▸ **练习说明**
把下方列表中含有字符串“instance”的行全部摘录出来。

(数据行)
────
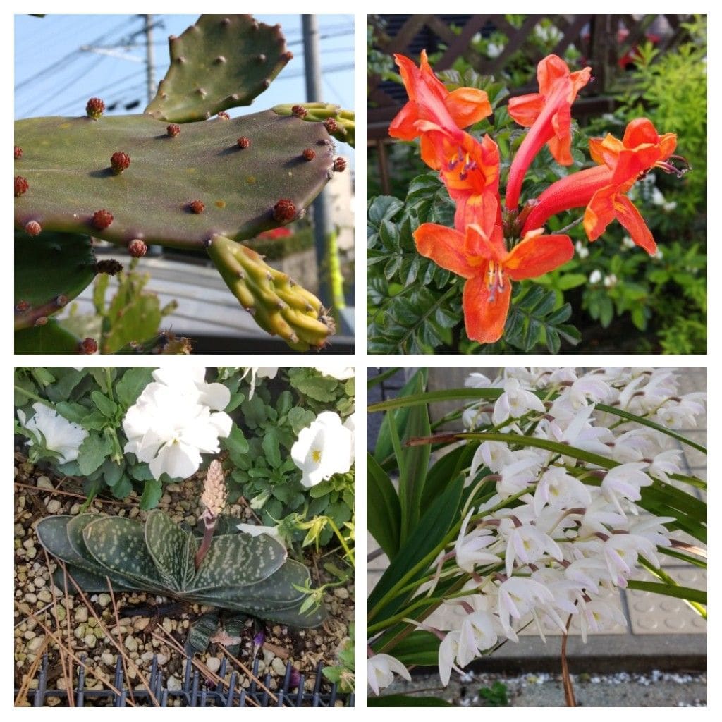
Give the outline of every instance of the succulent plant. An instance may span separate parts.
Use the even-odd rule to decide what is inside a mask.
[[[92,280],[77,258],[90,252],[90,236],[136,256],[149,243],[207,249],[263,329],[297,350],[321,347],[333,329],[321,302],[238,242],[303,215],[339,168],[331,135],[352,142],[352,114],[308,103],[228,118],[226,109],[249,105],[292,57],[278,26],[250,16],[201,15],[170,39],[170,52],[142,115],[103,116],[92,98],[81,117],[15,123],[16,263],[32,269],[52,235],[45,243],[62,249],[54,297],[70,298]],[[268,283],[230,279],[231,243],[232,255],[251,258],[248,269],[272,277]],[[19,323],[35,318],[25,313]]]
[[[223,519],[221,517],[221,519]],[[68,574],[87,592],[142,591],[184,601],[242,612],[292,627],[316,627],[323,612],[300,614],[308,570],[288,559],[279,542],[265,534],[252,536],[226,521],[196,570],[199,548],[193,532],[175,524],[160,509],[144,523],[125,517],[79,514],[41,519],[38,537]],[[59,588],[66,584],[56,572]],[[69,592],[73,583],[67,580]]]

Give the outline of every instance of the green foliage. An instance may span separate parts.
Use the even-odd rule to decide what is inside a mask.
[[[479,687],[479,696],[484,700],[487,707],[508,707],[506,684],[501,682],[495,682],[491,687]]]
[[[198,539],[159,509],[144,523],[91,514],[48,516],[38,523],[37,533],[87,592],[106,591],[107,577],[116,589],[149,591],[293,627],[320,625],[322,612],[299,611],[303,595],[296,587],[308,581],[308,570],[289,560],[282,544],[270,536],[251,536],[225,526],[229,533],[213,539],[197,569]],[[55,580],[61,588],[64,576],[58,568]],[[75,591],[69,579],[67,588]]]

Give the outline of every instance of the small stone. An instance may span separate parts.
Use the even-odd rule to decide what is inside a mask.
[[[38,592],[38,599],[47,604],[53,601],[53,595],[50,593],[50,589],[41,589]]]
[[[51,483],[51,480],[47,477],[38,477],[38,489],[51,489],[53,491],[55,490],[55,487]]]

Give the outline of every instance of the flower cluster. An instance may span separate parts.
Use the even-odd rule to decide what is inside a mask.
[[[464,586],[416,623],[441,639],[444,684],[452,669],[518,641],[529,624],[543,638],[544,623],[563,633],[576,619],[586,640],[625,623],[609,593],[627,586],[638,561],[658,567],[659,550],[672,544],[666,525],[675,517],[661,516],[664,504],[641,516],[638,503],[647,487],[664,490],[684,473],[675,439],[660,427],[695,426],[705,409],[703,393],[678,393],[669,368],[508,368],[466,385],[502,393],[464,411],[466,443],[477,445],[467,508],[427,578],[432,587],[449,578]],[[432,594],[428,583],[422,591]],[[375,681],[399,671],[383,669]]]
[[[230,392],[222,383],[206,383],[205,373],[202,366],[157,369],[123,419],[123,451],[148,462],[155,479],[192,476],[201,453],[217,453],[219,437],[230,433],[232,421],[223,412]]]
[[[456,205],[453,228],[419,226],[414,233],[417,249],[466,279],[463,308],[469,339],[490,343],[501,338],[512,281],[542,275],[571,259],[570,238],[543,230],[549,218],[562,211],[586,209],[589,240],[616,219],[637,245],[656,252],[649,229],[626,193],[653,168],[678,175],[684,171],[669,162],[675,157],[676,136],[658,135],[647,118],[632,121],[621,141],[612,135],[592,139],[590,154],[597,167],[565,176],[519,208],[526,171],[544,147],[557,162],[572,164],[571,106],[591,79],[590,68],[572,72],[560,58],[548,56],[537,67],[539,92],[509,101],[509,115],[529,131],[511,162],[503,208],[499,148],[490,135],[479,140],[464,130],[492,113],[487,94],[469,87],[450,92],[425,52],[419,67],[404,56],[395,57],[409,102],[391,122],[389,134],[420,139],[422,160],[439,171]]]

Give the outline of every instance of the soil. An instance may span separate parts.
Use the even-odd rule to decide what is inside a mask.
[[[182,484],[166,486],[159,508],[175,521],[194,525],[201,512],[197,500],[201,484],[200,479],[192,477]],[[36,469],[19,451],[15,453],[15,485],[16,690],[24,686],[30,690],[37,688],[40,658],[44,652],[48,656],[48,689],[66,688],[69,675],[67,671],[64,674],[64,666],[69,664],[71,684],[74,687],[79,660],[84,655],[87,657],[86,687],[107,689],[108,682],[114,675],[119,649],[126,658],[126,679],[135,689],[145,689],[143,679],[147,679],[154,655],[157,656],[168,688],[179,689],[188,664],[182,650],[188,628],[210,608],[178,603],[142,592],[116,593],[114,600],[109,593],[86,595],[87,601],[79,596],[66,595],[52,582],[55,561],[40,544],[35,528],[40,519],[51,514],[79,513],[86,501],[82,485],[77,479]],[[87,510],[141,519],[144,516],[134,495],[123,501],[96,498]],[[247,505],[233,505],[225,511],[245,517],[249,522],[253,521]],[[328,560],[324,559],[324,562]],[[332,580],[326,578],[320,559],[309,557],[306,563],[315,582]],[[338,562],[337,565],[342,564]],[[353,621],[353,599],[352,582],[325,595],[327,618],[316,629],[290,629],[249,619],[241,635],[241,651],[236,658],[238,662],[214,643],[206,653],[196,655],[194,661],[200,663],[199,669],[212,686],[219,681],[214,672],[225,656],[225,680],[237,671],[243,686],[248,687],[252,679],[250,668],[257,656],[258,677],[262,679],[266,674],[271,675],[271,690],[282,684],[286,664],[290,661],[305,676],[305,686],[310,691],[319,662],[324,666],[338,662],[338,652],[346,640],[349,624]],[[254,651],[253,637],[258,631],[258,625],[265,640],[260,649]],[[324,679],[321,692],[330,689],[330,684]],[[60,697],[51,697],[48,701],[51,704],[53,701],[56,705],[66,704]],[[175,702],[180,704],[180,700]],[[107,700],[100,703],[104,703]],[[16,699],[16,705],[28,704],[27,694]]]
────
▸ **输出结果**
Give the outline of every instance of the succulent plant. An instance may span separate parts.
Give the outline of every instance of the green foliage. An instance may span separate parts.
Give the outline of every instance of the small stone. An instance may span separate parts.
Give the outline of every instance of the flower cluster. An instance may span separate parts.
Give the outline of every instance of the soil. An instance may span separate parts.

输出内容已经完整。